The output is the lines below from the one with "Target: slate roof" through the one with "For every instance of the gray", both included, printed exactly and with no other line.

□ □ □ □ □

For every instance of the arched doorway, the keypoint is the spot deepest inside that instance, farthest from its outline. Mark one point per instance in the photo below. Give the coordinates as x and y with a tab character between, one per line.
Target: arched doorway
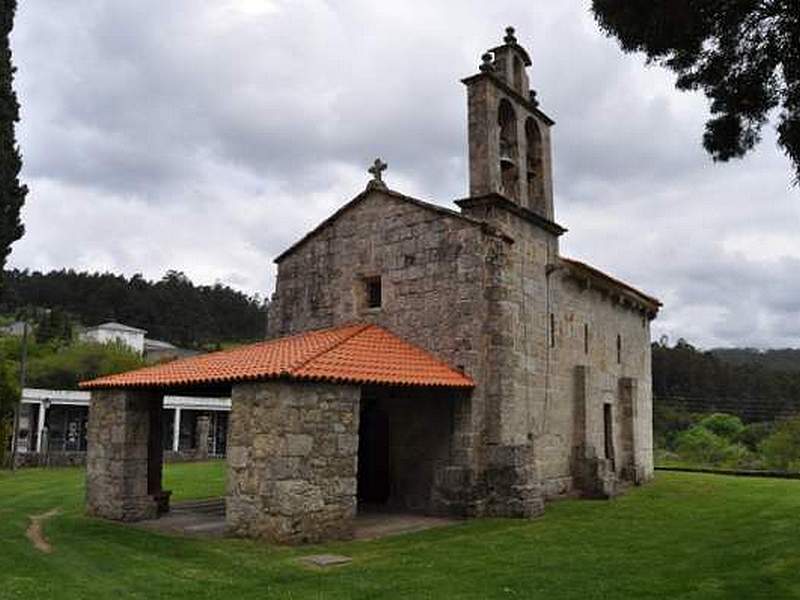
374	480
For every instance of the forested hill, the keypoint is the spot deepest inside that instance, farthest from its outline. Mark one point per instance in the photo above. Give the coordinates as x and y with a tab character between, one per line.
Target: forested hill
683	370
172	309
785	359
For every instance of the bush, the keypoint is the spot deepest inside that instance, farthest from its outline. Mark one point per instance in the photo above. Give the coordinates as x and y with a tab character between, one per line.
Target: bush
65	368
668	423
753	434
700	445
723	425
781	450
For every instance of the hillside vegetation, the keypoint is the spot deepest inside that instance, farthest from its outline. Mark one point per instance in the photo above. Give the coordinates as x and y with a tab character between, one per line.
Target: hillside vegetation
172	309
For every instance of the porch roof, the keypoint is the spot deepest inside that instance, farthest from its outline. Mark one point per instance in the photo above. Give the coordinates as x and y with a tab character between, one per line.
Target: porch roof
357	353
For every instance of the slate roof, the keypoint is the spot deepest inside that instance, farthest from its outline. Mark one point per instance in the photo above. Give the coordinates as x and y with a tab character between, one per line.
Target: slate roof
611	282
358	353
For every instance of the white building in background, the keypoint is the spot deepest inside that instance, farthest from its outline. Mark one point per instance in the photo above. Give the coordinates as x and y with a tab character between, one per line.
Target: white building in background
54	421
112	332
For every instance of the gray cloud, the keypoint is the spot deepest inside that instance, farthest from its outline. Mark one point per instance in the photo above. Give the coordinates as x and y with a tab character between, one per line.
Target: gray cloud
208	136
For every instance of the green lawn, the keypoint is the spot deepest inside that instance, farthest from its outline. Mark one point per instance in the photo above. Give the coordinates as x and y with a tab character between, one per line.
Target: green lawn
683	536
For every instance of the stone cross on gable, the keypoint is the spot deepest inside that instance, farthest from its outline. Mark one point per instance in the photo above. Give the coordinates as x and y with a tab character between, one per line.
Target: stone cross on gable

□ □ □ □ □

■ **OUTPUT OF THE TASK**:
Target: slate roof
611	282
358	353
For every instance of the white building in background, the keypoint is the spot deepest inside that instance, farthest from its outline. Mark one point per instance in the photo above. Give the coordinates as x and y with a tab character between, one per line.
Target: white building in background
54	421
112	332
For every instance of the gray cloud, the keypoint is the spot deepest inside that instance, farthest from its outline. Mark one point per instance in the photo above. Give the coordinates as x and y with a tab character between, one per line.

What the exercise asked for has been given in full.